Content starts
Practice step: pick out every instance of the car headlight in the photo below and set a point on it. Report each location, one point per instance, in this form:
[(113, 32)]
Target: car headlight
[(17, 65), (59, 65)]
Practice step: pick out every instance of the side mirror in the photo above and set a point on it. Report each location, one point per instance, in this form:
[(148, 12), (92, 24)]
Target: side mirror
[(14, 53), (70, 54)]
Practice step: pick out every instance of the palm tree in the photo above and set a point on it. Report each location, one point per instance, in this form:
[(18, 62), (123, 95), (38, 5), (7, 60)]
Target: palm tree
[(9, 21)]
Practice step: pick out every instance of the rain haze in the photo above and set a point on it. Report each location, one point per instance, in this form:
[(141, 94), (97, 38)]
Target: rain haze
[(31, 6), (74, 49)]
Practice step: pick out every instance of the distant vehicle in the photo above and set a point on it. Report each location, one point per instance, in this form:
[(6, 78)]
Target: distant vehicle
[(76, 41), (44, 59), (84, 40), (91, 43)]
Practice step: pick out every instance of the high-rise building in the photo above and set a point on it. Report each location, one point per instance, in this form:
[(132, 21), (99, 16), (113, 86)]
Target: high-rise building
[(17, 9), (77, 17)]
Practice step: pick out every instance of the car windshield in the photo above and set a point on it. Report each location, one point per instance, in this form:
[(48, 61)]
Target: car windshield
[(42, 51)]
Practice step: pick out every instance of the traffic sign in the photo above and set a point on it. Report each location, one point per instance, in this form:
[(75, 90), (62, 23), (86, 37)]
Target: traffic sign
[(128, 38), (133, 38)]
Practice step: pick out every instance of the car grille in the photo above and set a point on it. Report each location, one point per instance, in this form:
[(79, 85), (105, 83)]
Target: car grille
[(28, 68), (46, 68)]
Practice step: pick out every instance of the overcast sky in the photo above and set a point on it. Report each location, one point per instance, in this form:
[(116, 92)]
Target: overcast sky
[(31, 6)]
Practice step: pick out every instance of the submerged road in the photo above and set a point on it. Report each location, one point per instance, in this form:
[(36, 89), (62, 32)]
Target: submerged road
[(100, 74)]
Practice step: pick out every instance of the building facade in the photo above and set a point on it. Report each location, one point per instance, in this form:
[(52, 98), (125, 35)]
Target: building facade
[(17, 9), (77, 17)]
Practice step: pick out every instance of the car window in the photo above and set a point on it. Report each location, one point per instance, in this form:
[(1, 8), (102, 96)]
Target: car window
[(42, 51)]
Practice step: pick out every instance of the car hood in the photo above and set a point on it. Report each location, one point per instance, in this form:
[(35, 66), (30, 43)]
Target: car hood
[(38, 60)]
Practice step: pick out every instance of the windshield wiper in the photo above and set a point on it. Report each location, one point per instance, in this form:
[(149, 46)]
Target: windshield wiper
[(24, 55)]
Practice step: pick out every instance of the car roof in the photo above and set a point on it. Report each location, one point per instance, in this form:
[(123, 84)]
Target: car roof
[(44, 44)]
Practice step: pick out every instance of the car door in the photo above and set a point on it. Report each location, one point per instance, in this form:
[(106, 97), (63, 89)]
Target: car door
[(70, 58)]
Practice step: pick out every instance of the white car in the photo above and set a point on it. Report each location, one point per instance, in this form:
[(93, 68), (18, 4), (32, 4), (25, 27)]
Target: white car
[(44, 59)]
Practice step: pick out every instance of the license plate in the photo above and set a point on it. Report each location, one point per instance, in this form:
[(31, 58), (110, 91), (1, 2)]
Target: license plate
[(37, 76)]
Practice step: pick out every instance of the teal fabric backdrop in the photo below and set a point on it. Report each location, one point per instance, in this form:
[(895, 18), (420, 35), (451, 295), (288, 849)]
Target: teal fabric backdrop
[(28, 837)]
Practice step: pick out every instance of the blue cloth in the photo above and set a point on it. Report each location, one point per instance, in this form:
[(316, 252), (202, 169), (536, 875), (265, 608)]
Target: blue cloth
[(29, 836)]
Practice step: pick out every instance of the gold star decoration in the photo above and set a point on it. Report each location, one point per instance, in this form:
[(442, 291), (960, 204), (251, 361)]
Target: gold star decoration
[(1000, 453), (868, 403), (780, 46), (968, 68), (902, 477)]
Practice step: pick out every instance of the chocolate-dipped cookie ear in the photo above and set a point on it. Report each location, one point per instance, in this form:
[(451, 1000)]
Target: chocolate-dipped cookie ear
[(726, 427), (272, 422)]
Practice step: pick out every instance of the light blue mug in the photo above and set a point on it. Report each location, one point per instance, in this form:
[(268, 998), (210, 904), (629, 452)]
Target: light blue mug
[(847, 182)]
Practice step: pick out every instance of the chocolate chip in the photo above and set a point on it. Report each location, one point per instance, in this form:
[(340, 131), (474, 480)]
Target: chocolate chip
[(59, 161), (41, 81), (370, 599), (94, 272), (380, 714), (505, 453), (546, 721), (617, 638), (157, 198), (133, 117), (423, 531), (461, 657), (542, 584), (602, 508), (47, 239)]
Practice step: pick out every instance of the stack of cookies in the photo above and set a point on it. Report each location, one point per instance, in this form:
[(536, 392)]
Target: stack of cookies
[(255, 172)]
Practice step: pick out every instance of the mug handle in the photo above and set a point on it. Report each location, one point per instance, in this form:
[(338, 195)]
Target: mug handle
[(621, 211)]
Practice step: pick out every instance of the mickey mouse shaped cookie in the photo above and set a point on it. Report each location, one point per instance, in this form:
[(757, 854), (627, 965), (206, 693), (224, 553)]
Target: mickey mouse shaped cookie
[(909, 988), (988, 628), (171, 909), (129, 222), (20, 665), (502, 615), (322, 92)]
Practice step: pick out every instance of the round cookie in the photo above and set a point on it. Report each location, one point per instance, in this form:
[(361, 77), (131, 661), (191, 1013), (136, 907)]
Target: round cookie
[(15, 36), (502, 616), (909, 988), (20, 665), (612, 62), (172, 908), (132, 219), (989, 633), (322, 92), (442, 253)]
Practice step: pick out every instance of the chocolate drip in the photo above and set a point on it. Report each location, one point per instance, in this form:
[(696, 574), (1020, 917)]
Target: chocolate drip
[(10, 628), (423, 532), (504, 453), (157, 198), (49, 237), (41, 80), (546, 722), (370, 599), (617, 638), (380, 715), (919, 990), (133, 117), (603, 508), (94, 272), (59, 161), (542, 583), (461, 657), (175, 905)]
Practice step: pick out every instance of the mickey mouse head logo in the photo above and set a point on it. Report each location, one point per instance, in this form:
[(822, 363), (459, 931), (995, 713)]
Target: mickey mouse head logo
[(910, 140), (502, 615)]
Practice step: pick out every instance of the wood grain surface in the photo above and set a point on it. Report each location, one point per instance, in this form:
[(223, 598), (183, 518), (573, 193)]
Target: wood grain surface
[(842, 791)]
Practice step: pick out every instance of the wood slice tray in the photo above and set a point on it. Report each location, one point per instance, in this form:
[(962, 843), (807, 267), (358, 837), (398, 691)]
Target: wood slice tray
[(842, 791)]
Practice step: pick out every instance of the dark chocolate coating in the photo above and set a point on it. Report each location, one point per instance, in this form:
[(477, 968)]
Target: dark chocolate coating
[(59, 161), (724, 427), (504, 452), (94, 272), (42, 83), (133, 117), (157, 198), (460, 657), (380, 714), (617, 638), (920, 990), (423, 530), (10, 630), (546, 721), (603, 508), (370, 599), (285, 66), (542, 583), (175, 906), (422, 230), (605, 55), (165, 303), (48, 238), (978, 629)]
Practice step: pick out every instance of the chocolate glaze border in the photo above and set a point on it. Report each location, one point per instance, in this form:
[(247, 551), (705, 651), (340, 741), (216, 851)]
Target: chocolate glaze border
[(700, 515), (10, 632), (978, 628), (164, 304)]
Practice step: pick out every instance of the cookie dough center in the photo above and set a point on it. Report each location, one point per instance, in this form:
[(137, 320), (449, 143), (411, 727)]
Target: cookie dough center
Content ends
■ What you are asked to do ■
Could you reproduce the data above exactly as given?

■ Task result ■
Practice step: pick out every instance of the car headlight in the photo below and set a point on it. Report each location, one point per instance, in this form:
[(113, 32)]
Target: car headlight
[(17, 65), (59, 65)]
Practice step: pick out every instance of the side mirror in the photo above and set a point on it. Report each location, one point per instance, in this form:
[(148, 12), (92, 24)]
Target: side mirror
[(14, 53), (70, 54)]
Practice step: pick out every instance of the palm tree in the photo above and set a point on it. Report each location, one point per instance, in this form:
[(18, 62), (123, 95), (38, 5), (7, 60)]
Target: palm tree
[(9, 21)]
Practice step: pick out every instance of the rain haze in the photo above and set a point on it. Report each location, one point per instance, in this form:
[(141, 94), (97, 38)]
Target: rain haze
[(31, 6), (74, 49)]
Practice step: pick out every instance of the distant vehicle in the photo above and set a point on it. Report each location, one point per instance, in this form:
[(6, 78)]
Target: distant vehicle
[(76, 41), (44, 59), (84, 40), (91, 43)]
Practice step: pick out every instance of the high-rise building in the photo above and set a point on it. Report each location, one point per instance, in this form:
[(132, 21), (99, 16), (113, 86)]
Target: high-rise building
[(17, 9), (77, 17)]
Practice step: pick out every instance of the car windshield in the photo above and set a point on it. Report each location, one point per instance, in this form:
[(48, 61)]
Target: car windshield
[(42, 51)]
Practice step: pick out every instance of the traffic sign in the photo above and set a point on it. Report each location, one point per instance, in this form:
[(75, 90), (62, 23), (86, 37)]
Target: traffic sign
[(128, 38), (133, 38)]
Practice step: pick out every instance of the car grille in the photo above and set a point on it. Report each location, one point per instance, in this form:
[(79, 85), (105, 83)]
Target: car grille
[(28, 68), (46, 68)]
Practice step: pick out every instance of the overcast sky in the photo above and set a point on it. Report each location, one point per instance, in this form:
[(116, 92)]
Target: overcast sky
[(31, 6)]
Practice step: pick out every instance of the submerged road in the photo above and set a point on it. Report each location, one point per instance, in this form:
[(36, 89), (62, 32)]
Target: submerged road
[(100, 74)]
Practice step: pick out every instance of the building facade in the photo above and set a point on it. Report each location, one point per instance, in this form:
[(52, 98), (125, 35)]
Target: building facade
[(17, 9), (77, 17)]
Practice step: pick out every instance of the car window in the photo above and set a point on it. Report each location, one point per instance, in this form:
[(1, 8), (102, 96)]
Target: car window
[(42, 51)]
Practice step: pick out every instance of the car hood in the photo above and set a point on it. Report each location, one point per instance, in this form:
[(35, 66), (30, 43)]
Target: car hood
[(38, 60)]
Practice step: pick out every instance of the windshield wiper in the photo above and set a point on it. Report each location, one point per instance, in this form:
[(149, 46)]
Target: windshield wiper
[(24, 55)]
Practice step: pick out every instance of the car roof in the photo above and set a point on it. Report each location, one point per instance, in this form:
[(123, 84)]
Target: car roof
[(44, 44)]
Practice step: pick out every instance of the car door in the photo above and set a point on it. Report each location, one point per instance, in this form:
[(106, 97), (63, 89)]
Target: car door
[(70, 58)]
Practice step: pick out every instance of the white car in the photo above and set a point on it. Report each location, one point per instance, in this form:
[(93, 68), (18, 4), (32, 4), (25, 27)]
Target: white car
[(44, 59)]
Practice step: pick out every instance of the license plate in the photo above and set a point on it. Report each location, one point per instance, in this form:
[(31, 58), (110, 91), (1, 2)]
Target: license plate
[(37, 76)]
Practice step: pick out every instance of the teal fabric backdrop in the photo below and set a point on it. Report each location, one point per instance, in this form:
[(895, 18), (420, 35), (451, 295), (288, 849)]
Target: teal fabric backdrop
[(28, 837)]
Practice step: pick out every instance of the blue cloth in the photo above and set a point on it. Report each location, one point per instance, in this form:
[(316, 252), (202, 169), (536, 875), (265, 608)]
Target: blue cloth
[(29, 836)]
Practice step: pick out every instance of the gold star decoration in the photo above and set a point on it. Report each location, one point per instance, in this form:
[(442, 291), (960, 204), (251, 361)]
Target: gold star decoration
[(1000, 453), (868, 403), (780, 46), (968, 68), (902, 477)]
Practice step: pick out every instance of the chocolate-dipped cookie ear in the photo above and set a point on it. Report each location, one point per instance, in this form:
[(451, 1000)]
Target: chocolate-dipped cookie ear
[(726, 427), (272, 422)]
Practice step: pick out every instance of the light blue mug in the photo above and set a point on it. Report each location, one point per instance, in this form:
[(268, 998), (210, 904), (629, 452)]
Target: light blue mug
[(847, 182)]
Practice step: pick out every instance of the chocolate chip in the photo above and set a point on it. Report each location, one point per instance, in this form:
[(340, 131), (474, 480)]
Target: chocolate chip
[(59, 161), (41, 81), (370, 599), (94, 272), (380, 714), (505, 453), (546, 721), (617, 638), (157, 198), (133, 117), (423, 531), (461, 657), (542, 584), (602, 508), (47, 239)]
Practice step: pick out every instance of the stack of cookies in the photo above and set a point on it. Report each location, one point per instance, in this form:
[(536, 392)]
Target: stack of cookies
[(255, 172)]
Practice step: pick out every instance of the mug handle in the photo above and set a point on it. Report each location, one point per instance, in this form:
[(338, 195)]
Target: mug handle
[(621, 211)]
Practice step: pick out every instance of the mickey mouse shaped cookie in the photo above and set a point on it. Report each location, one point per instance, in this form:
[(757, 854), (627, 965), (206, 693), (224, 553)]
Target: mickey mouse shaped cookie
[(909, 988), (988, 628), (171, 909), (129, 222), (20, 665), (502, 615), (322, 92)]
Practice step: pick out every instance of the round cookie in the photo above and set a point on it. Report each location, one point per instance, in this form:
[(361, 77), (131, 661), (191, 1013), (136, 907)]
Target: round cookie
[(15, 36), (502, 616), (909, 988), (20, 665), (612, 62), (172, 908), (132, 219), (989, 633), (322, 92), (442, 253)]
Practice step: pick out every instance of the chocolate drip in the photo above and set a point on it. Report each location, one point per instance, in this form:
[(696, 574), (1020, 917)]
Target: chocolate drip
[(10, 628), (423, 532), (504, 453), (157, 198), (49, 237), (41, 80), (546, 722), (370, 599), (617, 638), (380, 715), (919, 990), (133, 117), (603, 508), (94, 272), (59, 161), (542, 583), (461, 657), (175, 905)]
Practice step: pick out every instance of the mickey mouse head logo in the photo above and set a point on it. Report each location, one point per instance, in this form:
[(822, 363), (459, 931), (995, 713)]
Target: mickey mouse head logo
[(910, 140), (502, 615)]
Practice step: pick out every instance of the wood grain surface in the photo above and set a point on it. Report each location, one point per instance, in this form:
[(223, 598), (183, 518), (573, 193)]
Target: wood grain surface
[(842, 791)]
Practice step: pick out every instance of the wood slice tray in the photo above and set a point on it. Report each location, one point per instance, in this form:
[(962, 843), (807, 267), (358, 837), (398, 691)]
Target: wood slice tray
[(842, 791)]
Practice step: pick out every instance of the dark chocolate coating in the photo above and set a point on it. Report each location, one point per instance, in this form:
[(477, 968)]
Target: dark chocolate coating
[(59, 161), (724, 427), (504, 452), (94, 272), (42, 83), (133, 117), (157, 198), (460, 657), (380, 714), (617, 638), (920, 990), (423, 530), (10, 630), (546, 721), (603, 508), (370, 599), (285, 66), (542, 583), (175, 906), (422, 230), (605, 55), (165, 303), (48, 238), (978, 629)]
Practice step: pick out every instance of the chocolate glaze border in the photo above and set a point on it. Report each location, one point per instance, in this form:
[(247, 551), (705, 651), (340, 741), (216, 851)]
Target: chocolate glaze border
[(700, 515), (10, 632), (978, 628), (164, 304)]
Practice step: pick out every instance of the cookie dough center in the photo above and set a point on it. Report each location, one point per instance, in this form:
[(137, 320), (449, 143), (411, 727)]
Target: cookie dough center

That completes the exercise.